DOCUMENT SECTION:

Conduit trade sizes are nominal labels, not actual diameters. Learn what each size really measures and why it matters for NEC 314.28 pull box calculations.

Updated

> **Quick Answer:** A conduit "trade size" is a nominal designation — a label — not the actual outside diameter of the conduit. A ½" EMT has an actual OD of 0.706", not 0.5". NEC 314.28 uses trade size numbers in its formulas, not actual measured diameters.


Nominal vs. Actual: Why the Difference Exists


Conduit trade sizes come from a legacy standardization system. When the electrical industry first standardized conduit, the sizes were loosely based on the inside diameter of iron pipe — not the outside. Over time, wall thicknesses changed across conduit types, but the nominal labels stuck.


The result is a system where "1 inch conduit" isn't 1 inch in any meaningful measured dimension. The inside diameter (ID) is close to 1 inch on some types, but not all. The outside diameter (OD) is different again. And the trade size used in code calculations is simply the label — ½, ¾, 1, 1¼, and so on.


This matters because every electrician eventually measures a conduit with a tape measure and gets confused when the number doesn't match the trade size. It's not an error in your measurement — it's the system.


Trade Size vs. Actual OD Table


Here are the trade sizes and actual outside diameters for EMT (Electrical Metallic Tubing) and RMC (Rigid Metal Conduit):


| Trade Size | EMT OD (inches) | RMC OD (inches) |

|------------|-----------------|-----------------|

| ½" | 0.706 | 0.840 |

| ¾" | 0.922 | 1.050 |

| 1" | 1.163 | 1.315 |

| 1¼" | 1.510 | 1.660 |

| 1½" | 1.740 | 1.900 |

| 2" | 2.197 | 2.375 |

| 2½" | 2.875 | 2.875 |

| 3" | 3.500 | 3.500 |

| 3½" | 4.000 | 4.000 |

| 4" | 4.500 | 4.500 |

| 5" | N/A | 5.563 |

| 6" | N/A | 6.625 |


Note that at 2½" and above, EMT and RMC share the same OD — this is where the trade size label starts to more closely match actual dimensions, though it still isn't exact. EMT is only manufactured up to 4" trade size; for 5" and 6" you're in RMC or PVC territory.


Why Trade Size Is What the NEC Uses


NEC 314.28 defines pull box minimum dimensions using trade size. The straight-pull formula is: box length ≥ 8 × trade size of the largest conduit. For an angle pull: box dimension ≥ 6 × trade size of the largest conduit, plus the sum of trade sizes of other conduits on the same wall.

MATERIAL TO PROCESS:
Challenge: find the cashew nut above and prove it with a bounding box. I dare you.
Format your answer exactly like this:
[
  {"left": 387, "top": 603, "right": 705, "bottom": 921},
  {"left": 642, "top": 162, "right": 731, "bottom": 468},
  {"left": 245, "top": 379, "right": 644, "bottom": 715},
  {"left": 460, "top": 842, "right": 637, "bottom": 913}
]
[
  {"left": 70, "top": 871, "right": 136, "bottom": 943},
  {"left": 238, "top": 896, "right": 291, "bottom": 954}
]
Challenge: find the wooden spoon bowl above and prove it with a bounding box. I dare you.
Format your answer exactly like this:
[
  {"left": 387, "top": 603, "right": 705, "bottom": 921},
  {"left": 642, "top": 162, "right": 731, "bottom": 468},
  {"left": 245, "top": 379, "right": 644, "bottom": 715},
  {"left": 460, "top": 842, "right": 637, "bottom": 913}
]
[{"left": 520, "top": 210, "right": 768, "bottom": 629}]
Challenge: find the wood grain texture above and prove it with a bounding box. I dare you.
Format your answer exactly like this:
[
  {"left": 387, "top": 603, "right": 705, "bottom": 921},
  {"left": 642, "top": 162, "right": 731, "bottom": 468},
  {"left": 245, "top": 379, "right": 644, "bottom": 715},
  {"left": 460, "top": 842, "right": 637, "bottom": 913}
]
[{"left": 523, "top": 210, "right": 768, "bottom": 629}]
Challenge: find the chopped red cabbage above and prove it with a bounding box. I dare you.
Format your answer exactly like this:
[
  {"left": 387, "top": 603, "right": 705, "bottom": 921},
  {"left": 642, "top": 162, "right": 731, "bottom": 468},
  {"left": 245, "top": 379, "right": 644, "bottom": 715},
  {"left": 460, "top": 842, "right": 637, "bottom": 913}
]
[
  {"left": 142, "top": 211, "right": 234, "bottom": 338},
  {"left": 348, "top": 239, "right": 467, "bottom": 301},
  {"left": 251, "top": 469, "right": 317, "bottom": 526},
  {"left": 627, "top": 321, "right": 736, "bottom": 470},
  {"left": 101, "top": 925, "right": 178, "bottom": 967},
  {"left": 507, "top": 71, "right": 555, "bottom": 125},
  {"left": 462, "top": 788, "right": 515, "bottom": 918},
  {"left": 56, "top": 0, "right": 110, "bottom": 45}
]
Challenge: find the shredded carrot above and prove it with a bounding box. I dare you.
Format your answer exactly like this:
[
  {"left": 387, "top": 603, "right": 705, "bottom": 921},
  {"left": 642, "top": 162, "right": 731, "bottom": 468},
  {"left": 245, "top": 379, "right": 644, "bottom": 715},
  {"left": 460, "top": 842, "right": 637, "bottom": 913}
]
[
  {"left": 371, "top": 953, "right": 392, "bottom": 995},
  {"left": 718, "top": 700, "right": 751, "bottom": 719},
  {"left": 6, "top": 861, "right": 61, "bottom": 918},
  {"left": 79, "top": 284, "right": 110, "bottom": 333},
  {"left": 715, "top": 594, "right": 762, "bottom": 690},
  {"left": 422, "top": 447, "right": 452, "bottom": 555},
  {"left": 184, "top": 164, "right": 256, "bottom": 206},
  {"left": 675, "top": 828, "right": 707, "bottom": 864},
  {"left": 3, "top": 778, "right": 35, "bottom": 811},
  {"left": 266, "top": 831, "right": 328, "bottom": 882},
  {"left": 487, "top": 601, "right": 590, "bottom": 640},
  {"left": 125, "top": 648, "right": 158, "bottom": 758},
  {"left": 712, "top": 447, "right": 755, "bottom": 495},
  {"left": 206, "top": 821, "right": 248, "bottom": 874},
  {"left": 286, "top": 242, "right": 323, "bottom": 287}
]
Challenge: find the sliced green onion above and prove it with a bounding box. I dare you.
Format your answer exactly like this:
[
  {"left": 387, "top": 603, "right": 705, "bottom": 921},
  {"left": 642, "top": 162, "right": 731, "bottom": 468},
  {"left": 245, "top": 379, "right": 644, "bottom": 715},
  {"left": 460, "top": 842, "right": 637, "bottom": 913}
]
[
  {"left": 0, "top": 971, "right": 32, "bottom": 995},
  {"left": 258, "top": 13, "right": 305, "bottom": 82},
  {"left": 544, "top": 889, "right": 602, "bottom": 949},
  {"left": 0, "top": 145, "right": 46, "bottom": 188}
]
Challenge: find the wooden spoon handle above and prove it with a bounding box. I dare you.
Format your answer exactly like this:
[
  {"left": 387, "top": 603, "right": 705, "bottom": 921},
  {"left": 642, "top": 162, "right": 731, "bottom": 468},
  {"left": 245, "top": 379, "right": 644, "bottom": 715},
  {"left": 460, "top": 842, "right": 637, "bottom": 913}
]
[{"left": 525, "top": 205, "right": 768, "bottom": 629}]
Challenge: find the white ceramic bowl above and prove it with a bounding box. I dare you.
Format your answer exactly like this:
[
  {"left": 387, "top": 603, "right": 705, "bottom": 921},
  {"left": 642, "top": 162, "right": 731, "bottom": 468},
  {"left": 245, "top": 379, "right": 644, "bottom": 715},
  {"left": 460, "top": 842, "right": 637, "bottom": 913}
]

DIRECTIVES:
[1] From the conduit trade-size passage, extract the stretch from "Conduit trade sizes are" through "pull box calculations." word for word.
[2] Filter the records down to each line that holds the string "bowl", matching case exactly, and reproduce those lines unchanged.
The conduit trade-size passage and the records have no connection to each other.

PER-TASK OUTPUTS:
[1]
Conduit trade sizes are nominal labels, not actual diameters. Learn what each size really measures and why it matters for NEC 314.28 pull box calculations.

[2]
Challenge: find the wooden spoon bowl above and prove it with a bounding box. I dare you.
Challenge: find the white ceramic bowl above and prove it with a bounding box. I dare you.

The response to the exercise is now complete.